▸ TEXT TO READ
· · · · · · ·
Set out to explore Melbourne and you’ll find a multi-faceted city full of surprises. And with an explorer’s mind, you’ll uncover things mere tourists will almost certainly overlook. To get your adventurous juices flowing, start your journey at the vast Visitor Information Centre in Federation Square, that un-missable landmark right across from Flinders Street Station. You can book tours, buy tickets or just get maps for your own self-guided voyage of discovery.

Outside in Federation Square you’re just as likely to see street theatre, musicians or all manner of performance artists – and if you’re not careful, you may end up as part of the entertainment! Opened in 2002 to celebrate the nation’s coming of age, futuristic Federation Square offers a wide assortment of art, dining and entertainment options all ideally located. And if the clouds gather, there’s plenty to do indoors.
· · · · · · ·
▸ STATED TASK 1
Pick out every line of the records that contains the string "neon", treating uppercase and lowercase as different, and copy each one.

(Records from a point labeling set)
· · · · · · ·
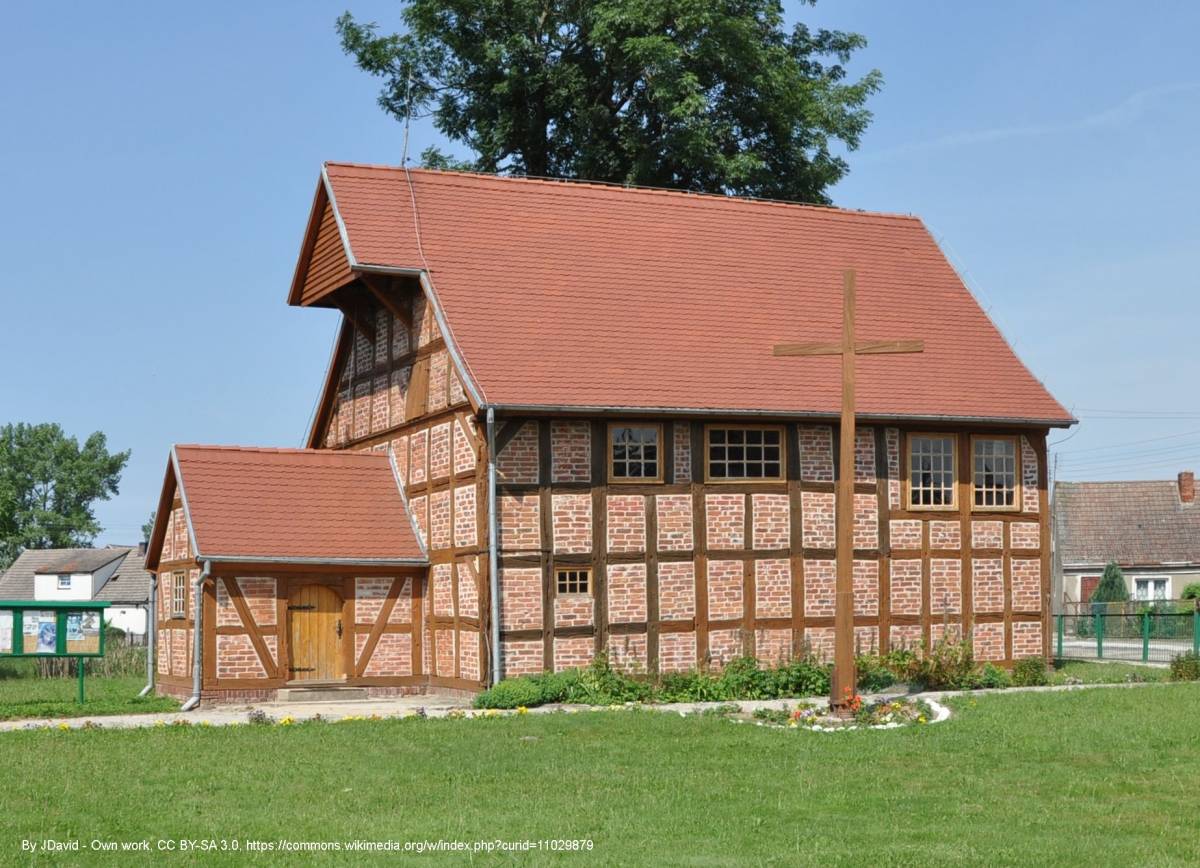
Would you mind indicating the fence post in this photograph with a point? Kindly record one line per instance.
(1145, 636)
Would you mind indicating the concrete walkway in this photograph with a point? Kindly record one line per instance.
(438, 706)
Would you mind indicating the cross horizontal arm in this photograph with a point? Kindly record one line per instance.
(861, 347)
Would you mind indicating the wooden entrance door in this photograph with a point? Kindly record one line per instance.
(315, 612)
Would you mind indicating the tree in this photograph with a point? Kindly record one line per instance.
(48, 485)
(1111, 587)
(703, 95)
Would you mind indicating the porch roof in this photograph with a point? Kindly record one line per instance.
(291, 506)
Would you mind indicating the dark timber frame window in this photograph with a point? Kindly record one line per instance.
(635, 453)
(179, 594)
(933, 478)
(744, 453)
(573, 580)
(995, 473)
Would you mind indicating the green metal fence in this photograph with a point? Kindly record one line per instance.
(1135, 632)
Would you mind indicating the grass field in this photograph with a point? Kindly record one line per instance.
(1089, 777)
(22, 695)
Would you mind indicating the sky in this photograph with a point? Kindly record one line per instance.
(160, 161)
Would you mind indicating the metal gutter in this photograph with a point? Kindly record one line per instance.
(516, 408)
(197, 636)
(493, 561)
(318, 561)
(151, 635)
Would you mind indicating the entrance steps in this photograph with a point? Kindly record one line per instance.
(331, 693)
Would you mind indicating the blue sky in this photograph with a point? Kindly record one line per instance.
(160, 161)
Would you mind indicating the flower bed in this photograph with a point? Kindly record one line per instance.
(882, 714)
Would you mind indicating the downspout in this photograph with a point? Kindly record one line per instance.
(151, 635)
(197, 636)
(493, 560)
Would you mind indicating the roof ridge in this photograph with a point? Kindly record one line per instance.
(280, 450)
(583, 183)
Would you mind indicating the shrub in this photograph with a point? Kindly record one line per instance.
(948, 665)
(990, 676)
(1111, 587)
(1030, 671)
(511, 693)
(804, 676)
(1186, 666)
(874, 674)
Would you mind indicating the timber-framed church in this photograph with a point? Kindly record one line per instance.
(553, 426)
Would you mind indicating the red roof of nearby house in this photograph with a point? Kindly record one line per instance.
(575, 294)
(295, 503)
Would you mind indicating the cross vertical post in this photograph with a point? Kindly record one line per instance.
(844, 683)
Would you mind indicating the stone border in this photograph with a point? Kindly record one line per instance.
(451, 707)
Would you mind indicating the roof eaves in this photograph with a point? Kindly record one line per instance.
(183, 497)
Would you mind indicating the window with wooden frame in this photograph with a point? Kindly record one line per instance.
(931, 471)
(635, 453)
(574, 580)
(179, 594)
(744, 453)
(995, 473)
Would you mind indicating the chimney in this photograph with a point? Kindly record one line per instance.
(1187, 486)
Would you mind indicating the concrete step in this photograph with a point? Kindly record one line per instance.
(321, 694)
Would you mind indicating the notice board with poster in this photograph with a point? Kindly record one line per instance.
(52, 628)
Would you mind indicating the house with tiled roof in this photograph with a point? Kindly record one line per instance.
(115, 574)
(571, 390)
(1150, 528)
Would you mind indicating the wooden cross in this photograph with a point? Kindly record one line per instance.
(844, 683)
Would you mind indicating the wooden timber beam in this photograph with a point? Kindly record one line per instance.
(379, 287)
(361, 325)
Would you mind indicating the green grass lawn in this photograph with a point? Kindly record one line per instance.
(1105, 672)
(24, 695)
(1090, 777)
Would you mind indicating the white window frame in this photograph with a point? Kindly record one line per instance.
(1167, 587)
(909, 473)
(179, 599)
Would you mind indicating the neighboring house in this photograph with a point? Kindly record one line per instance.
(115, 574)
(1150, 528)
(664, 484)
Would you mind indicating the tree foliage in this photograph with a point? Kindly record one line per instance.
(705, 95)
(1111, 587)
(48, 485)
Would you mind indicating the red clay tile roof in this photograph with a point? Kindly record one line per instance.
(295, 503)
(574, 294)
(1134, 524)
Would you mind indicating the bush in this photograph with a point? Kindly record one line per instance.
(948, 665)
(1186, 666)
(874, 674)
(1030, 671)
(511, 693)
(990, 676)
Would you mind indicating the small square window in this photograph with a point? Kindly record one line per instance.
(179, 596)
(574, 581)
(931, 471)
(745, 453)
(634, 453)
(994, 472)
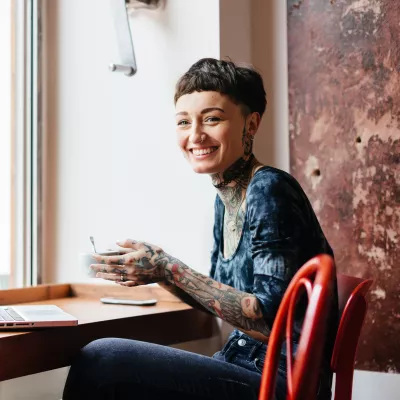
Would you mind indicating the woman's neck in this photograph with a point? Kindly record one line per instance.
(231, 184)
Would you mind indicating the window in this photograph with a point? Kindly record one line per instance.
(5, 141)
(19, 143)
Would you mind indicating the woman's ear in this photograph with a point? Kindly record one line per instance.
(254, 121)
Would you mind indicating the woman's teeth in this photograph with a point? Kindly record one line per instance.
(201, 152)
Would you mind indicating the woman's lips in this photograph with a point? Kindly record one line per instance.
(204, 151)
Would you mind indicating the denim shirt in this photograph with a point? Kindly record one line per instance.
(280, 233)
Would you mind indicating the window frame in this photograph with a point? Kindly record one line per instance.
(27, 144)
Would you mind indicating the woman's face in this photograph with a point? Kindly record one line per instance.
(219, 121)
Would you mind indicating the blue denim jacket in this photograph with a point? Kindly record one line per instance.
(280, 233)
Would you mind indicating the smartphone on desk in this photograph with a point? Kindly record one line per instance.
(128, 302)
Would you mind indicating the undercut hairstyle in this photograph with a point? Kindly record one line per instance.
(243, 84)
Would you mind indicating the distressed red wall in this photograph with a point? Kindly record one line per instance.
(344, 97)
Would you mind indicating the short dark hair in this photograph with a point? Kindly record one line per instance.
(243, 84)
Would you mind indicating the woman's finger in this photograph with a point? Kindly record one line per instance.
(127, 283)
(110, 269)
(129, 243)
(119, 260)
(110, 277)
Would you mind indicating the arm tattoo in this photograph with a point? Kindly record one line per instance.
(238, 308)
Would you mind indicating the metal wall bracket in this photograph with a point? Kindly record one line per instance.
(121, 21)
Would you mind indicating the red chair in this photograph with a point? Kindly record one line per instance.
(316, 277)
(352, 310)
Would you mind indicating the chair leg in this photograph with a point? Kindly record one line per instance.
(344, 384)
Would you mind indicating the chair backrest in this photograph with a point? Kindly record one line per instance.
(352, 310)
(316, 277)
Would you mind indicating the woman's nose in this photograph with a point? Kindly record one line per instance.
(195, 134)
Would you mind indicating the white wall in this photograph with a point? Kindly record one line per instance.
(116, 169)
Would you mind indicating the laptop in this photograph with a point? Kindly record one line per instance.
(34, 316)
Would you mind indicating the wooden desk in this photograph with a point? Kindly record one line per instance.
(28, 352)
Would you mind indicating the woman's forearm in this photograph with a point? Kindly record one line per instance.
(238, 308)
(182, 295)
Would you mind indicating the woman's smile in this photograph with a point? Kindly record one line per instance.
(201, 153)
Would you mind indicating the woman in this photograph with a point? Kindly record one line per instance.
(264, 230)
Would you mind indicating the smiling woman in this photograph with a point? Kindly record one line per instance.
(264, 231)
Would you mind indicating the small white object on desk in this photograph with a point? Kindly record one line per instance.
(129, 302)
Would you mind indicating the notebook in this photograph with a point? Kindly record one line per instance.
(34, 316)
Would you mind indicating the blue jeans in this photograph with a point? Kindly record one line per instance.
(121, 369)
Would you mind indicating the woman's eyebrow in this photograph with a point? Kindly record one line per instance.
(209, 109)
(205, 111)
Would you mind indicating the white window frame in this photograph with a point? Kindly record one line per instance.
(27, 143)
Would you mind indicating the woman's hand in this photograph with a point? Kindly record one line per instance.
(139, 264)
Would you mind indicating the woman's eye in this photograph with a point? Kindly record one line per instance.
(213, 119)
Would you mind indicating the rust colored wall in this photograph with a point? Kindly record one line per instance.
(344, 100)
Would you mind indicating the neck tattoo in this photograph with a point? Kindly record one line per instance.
· · · · · · ·
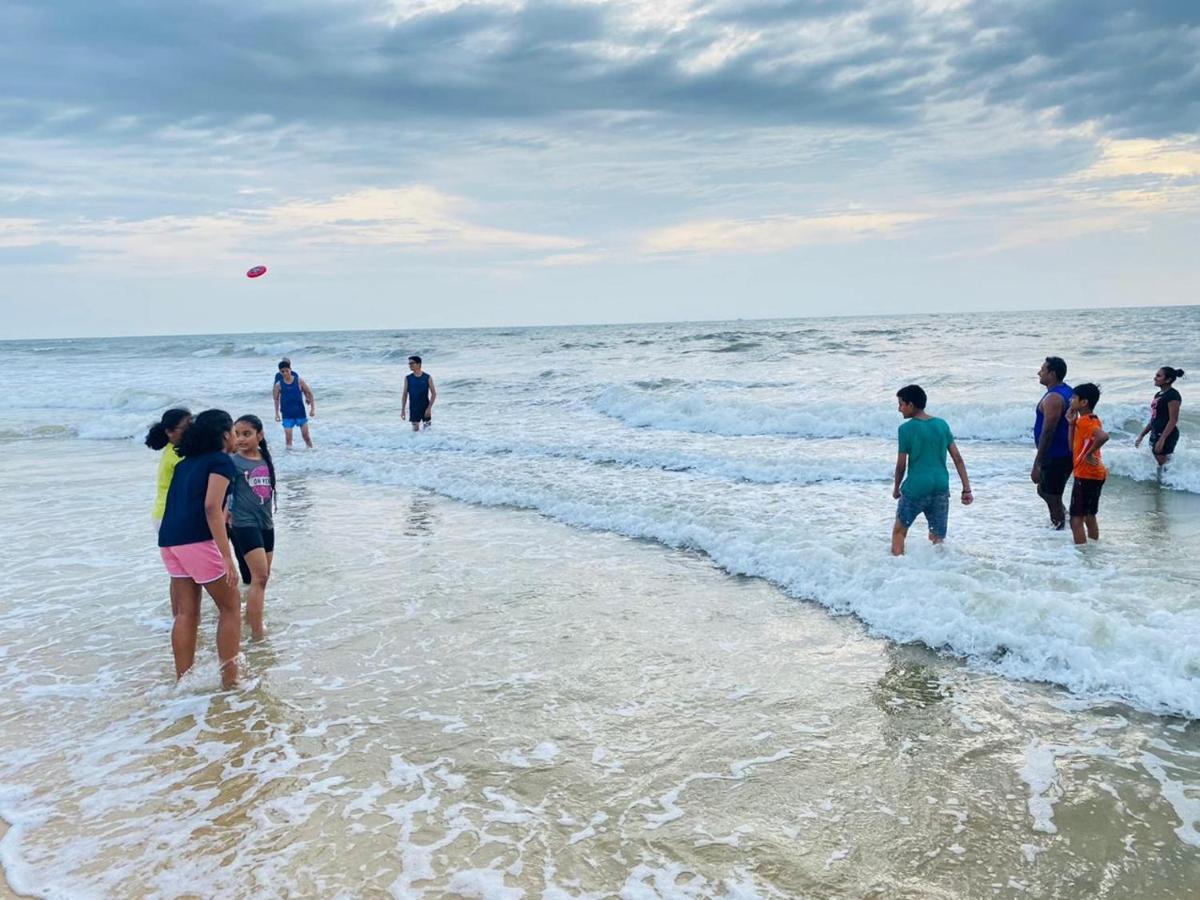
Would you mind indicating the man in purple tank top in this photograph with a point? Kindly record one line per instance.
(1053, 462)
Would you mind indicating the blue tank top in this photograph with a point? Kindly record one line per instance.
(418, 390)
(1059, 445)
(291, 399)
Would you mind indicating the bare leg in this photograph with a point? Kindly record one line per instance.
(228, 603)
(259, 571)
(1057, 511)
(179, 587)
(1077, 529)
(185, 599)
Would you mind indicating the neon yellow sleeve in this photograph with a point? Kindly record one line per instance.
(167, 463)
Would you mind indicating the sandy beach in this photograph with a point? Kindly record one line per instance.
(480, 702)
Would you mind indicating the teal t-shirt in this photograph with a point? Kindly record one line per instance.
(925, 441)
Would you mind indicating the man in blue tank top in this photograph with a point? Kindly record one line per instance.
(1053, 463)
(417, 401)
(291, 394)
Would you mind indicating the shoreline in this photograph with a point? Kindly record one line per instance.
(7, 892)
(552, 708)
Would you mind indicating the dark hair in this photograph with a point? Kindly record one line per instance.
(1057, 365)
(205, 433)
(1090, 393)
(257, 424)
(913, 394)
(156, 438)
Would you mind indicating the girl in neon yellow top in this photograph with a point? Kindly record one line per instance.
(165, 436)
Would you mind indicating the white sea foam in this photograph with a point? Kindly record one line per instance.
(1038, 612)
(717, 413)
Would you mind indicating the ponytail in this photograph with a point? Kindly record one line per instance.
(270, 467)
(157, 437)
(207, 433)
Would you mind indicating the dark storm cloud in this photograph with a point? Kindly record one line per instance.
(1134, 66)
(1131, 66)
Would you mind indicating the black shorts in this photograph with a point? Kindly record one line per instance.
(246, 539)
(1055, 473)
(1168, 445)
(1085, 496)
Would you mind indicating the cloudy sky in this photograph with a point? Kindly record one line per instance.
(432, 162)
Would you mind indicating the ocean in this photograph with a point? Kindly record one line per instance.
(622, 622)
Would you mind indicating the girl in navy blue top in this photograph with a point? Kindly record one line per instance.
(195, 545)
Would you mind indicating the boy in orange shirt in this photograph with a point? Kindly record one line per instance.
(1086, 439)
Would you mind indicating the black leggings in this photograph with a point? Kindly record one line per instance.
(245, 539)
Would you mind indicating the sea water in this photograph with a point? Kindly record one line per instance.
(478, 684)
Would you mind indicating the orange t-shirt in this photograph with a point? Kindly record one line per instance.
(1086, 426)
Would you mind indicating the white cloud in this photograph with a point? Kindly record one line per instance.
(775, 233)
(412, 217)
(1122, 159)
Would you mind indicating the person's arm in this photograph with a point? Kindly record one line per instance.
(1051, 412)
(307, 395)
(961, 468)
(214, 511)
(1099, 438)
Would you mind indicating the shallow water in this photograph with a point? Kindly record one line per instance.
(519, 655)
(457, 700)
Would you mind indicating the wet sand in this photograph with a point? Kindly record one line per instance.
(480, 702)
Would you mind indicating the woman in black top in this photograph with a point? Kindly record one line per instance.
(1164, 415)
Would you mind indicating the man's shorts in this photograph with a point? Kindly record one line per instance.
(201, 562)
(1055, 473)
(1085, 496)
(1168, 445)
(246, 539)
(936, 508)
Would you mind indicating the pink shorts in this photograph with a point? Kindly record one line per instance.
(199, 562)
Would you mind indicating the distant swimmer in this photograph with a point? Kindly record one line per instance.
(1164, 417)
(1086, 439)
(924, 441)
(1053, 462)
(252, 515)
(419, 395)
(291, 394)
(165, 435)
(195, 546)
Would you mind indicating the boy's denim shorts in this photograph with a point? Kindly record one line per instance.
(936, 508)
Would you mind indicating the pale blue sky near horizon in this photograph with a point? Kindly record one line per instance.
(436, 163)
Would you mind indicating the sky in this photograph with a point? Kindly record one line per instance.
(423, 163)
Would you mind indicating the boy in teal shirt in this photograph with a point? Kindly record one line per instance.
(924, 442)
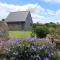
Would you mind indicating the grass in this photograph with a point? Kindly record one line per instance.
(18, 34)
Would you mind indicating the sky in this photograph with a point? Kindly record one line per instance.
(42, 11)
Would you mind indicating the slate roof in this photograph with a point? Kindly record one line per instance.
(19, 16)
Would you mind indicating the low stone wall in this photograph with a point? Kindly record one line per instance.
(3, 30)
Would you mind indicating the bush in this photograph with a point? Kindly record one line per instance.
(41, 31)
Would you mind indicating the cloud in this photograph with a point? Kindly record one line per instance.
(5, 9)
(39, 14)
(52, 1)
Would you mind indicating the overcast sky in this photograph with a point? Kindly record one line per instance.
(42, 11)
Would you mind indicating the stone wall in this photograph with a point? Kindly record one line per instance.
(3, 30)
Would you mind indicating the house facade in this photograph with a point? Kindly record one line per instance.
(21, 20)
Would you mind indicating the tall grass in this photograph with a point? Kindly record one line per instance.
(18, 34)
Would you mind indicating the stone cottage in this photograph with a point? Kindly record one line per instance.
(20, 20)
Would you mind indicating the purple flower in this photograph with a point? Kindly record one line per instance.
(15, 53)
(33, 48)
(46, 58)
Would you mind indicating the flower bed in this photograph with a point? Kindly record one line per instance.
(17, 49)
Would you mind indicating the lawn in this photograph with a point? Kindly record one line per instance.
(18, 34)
· · · · · · ·
▸ STATED TASK 2
Using the Melbourne passage, decide whether each statement agrees with it, and support each yes or no with the deciding words quoted from the passage: (a) The Visitor Information Centre stands in Federation Square, across from Flinders Street Station. (b) Federation Square opened in 2012. (c) The passage says there is little to do indoors when the weather turns.

▸ COMPLETE RESPONSE 1
Would you mind indicating the neon yellow sleeve in this photograph with a point? Kindly record one line per instance.
Would you mind indicating the girl in neon yellow top in this photograph with a point? Kindly record one line per instance.

▸ COMPLETE RESPONSE 2
(a) Yes: "start your journey at the vast Visitor Information Centre in Federation Square, that un-missable landmark right across from Flinders Street Station."
(b) No: "Opened in 2002 to celebrate the nation’s coming of age"
(c) No: "And if the clouds gather, there’s plenty to do indoors."